What this task involves ->
Revise the records below by changing each occurrence of "masks recorded" to "outlines recorded", leaving every other line and character as it is.

Recorded information ->

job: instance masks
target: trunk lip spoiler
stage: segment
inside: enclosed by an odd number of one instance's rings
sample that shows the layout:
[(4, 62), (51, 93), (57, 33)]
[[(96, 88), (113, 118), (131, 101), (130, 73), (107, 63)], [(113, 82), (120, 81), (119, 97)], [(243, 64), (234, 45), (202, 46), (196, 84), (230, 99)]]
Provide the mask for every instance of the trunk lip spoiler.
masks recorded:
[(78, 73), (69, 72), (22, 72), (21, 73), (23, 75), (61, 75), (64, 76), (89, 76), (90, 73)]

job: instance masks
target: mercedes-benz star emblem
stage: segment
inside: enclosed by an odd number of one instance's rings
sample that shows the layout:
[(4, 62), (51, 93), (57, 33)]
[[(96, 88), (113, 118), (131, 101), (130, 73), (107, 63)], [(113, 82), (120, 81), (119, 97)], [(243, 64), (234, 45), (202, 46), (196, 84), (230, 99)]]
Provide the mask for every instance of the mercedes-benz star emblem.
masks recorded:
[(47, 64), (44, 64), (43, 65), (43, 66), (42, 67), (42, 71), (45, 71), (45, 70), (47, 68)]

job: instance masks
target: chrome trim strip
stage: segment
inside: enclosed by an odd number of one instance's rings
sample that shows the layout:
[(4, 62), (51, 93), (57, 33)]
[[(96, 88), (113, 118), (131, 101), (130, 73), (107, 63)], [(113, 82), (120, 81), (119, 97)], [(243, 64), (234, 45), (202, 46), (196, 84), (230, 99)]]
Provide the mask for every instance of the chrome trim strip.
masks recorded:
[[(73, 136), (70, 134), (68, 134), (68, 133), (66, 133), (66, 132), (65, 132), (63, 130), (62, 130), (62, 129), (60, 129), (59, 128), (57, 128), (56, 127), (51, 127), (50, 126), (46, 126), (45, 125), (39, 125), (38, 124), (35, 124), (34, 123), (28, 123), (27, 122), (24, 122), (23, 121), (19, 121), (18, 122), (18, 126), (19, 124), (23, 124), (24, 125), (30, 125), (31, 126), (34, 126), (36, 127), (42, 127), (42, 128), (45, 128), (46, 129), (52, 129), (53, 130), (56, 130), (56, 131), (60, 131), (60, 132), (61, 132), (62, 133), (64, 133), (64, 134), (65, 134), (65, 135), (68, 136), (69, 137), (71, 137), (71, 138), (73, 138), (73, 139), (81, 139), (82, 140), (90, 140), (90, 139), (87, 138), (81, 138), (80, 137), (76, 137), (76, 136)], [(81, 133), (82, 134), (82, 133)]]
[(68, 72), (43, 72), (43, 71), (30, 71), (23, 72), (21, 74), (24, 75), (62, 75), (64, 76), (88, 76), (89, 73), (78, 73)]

Correct response ->
job: instance masks
target: trunk lip spoiler
stage: segment
inside: enclosed by an odd number of one instance's rings
sample that shows the layout:
[(4, 62), (51, 93), (57, 33)]
[[(96, 88), (113, 118), (131, 101), (130, 73), (107, 63)], [(113, 82), (120, 81), (119, 97)], [(243, 64), (234, 45), (202, 46), (196, 84), (230, 99)]]
Provide the mask for every instance of the trunk lip spoiler.
outlines recorded:
[(78, 73), (69, 72), (22, 72), (21, 73), (23, 75), (61, 75), (64, 76), (89, 76), (90, 73)]

job: instance masks
target: mercedes-benz star emblem
stage: segment
inside: enclosed by an odd number of one instance's rings
sample that shows the layout:
[(4, 62), (51, 93), (57, 33)]
[[(96, 88), (113, 118), (131, 101), (130, 73), (107, 63)], [(113, 82), (120, 81), (119, 97)], [(243, 64), (234, 45), (202, 46), (196, 84), (230, 99)]]
Provide the mask for every instance of the mercedes-benz star emblem.
outlines recorded:
[(47, 64), (44, 64), (43, 65), (43, 66), (42, 67), (42, 71), (45, 71), (45, 70), (47, 68)]

job: instance masks
target: chrome trim strip
stage: segment
inside: enclosed by an odd number of one instance's rings
sample that shows the layout:
[(4, 62), (51, 93), (57, 33)]
[[(96, 88), (113, 118), (131, 101), (130, 73), (107, 63)], [(113, 82), (120, 81), (119, 97)], [(243, 64), (234, 45), (202, 46), (196, 84), (230, 99)]]
Provide the mask for every instance of the chrome trim strip.
outlines recorded:
[[(73, 136), (70, 134), (68, 134), (68, 133), (66, 133), (66, 132), (65, 132), (63, 130), (62, 130), (62, 129), (60, 129), (59, 128), (57, 128), (56, 127), (51, 127), (50, 126), (46, 126), (45, 125), (39, 125), (38, 124), (35, 124), (34, 123), (28, 123), (27, 122), (24, 122), (23, 121), (19, 121), (18, 122), (18, 126), (19, 124), (23, 124), (24, 125), (30, 125), (31, 126), (34, 126), (36, 127), (42, 127), (42, 128), (45, 128), (46, 129), (52, 129), (53, 130), (56, 130), (56, 131), (60, 131), (60, 132), (61, 132), (62, 133), (64, 133), (64, 134), (65, 134), (65, 135), (68, 136), (69, 137), (71, 137), (71, 138), (73, 138), (73, 139), (81, 139), (82, 140), (90, 140), (90, 139), (87, 138), (81, 138), (80, 137), (76, 137), (76, 136)], [(81, 133), (82, 134), (82, 133)]]
[(68, 72), (43, 72), (43, 71), (30, 71), (23, 72), (21, 74), (24, 75), (62, 75), (64, 76), (88, 76), (89, 73), (78, 73)]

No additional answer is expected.